(Material for this exercise)
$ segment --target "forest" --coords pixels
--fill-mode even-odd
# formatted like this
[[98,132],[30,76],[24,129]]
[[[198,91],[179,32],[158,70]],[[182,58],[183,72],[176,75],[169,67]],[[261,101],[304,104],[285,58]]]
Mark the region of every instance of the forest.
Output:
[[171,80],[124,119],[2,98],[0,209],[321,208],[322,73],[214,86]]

(Work to complete) Swap "forest" for "woodland" throughout the material and leave everything else unchanged.

(Finished answer)
$ segment --target "woodland" --coords pixels
--fill-mode even-odd
# formatted like this
[[98,132],[30,76],[24,129]]
[[[198,91],[179,32],[158,70]],[[182,58],[183,72],[176,75],[169,67]],[[261,101],[304,104],[285,58]]]
Mark the region of every instance of the woodland.
Output:
[[171,80],[124,119],[2,98],[0,209],[321,208],[322,73],[214,86]]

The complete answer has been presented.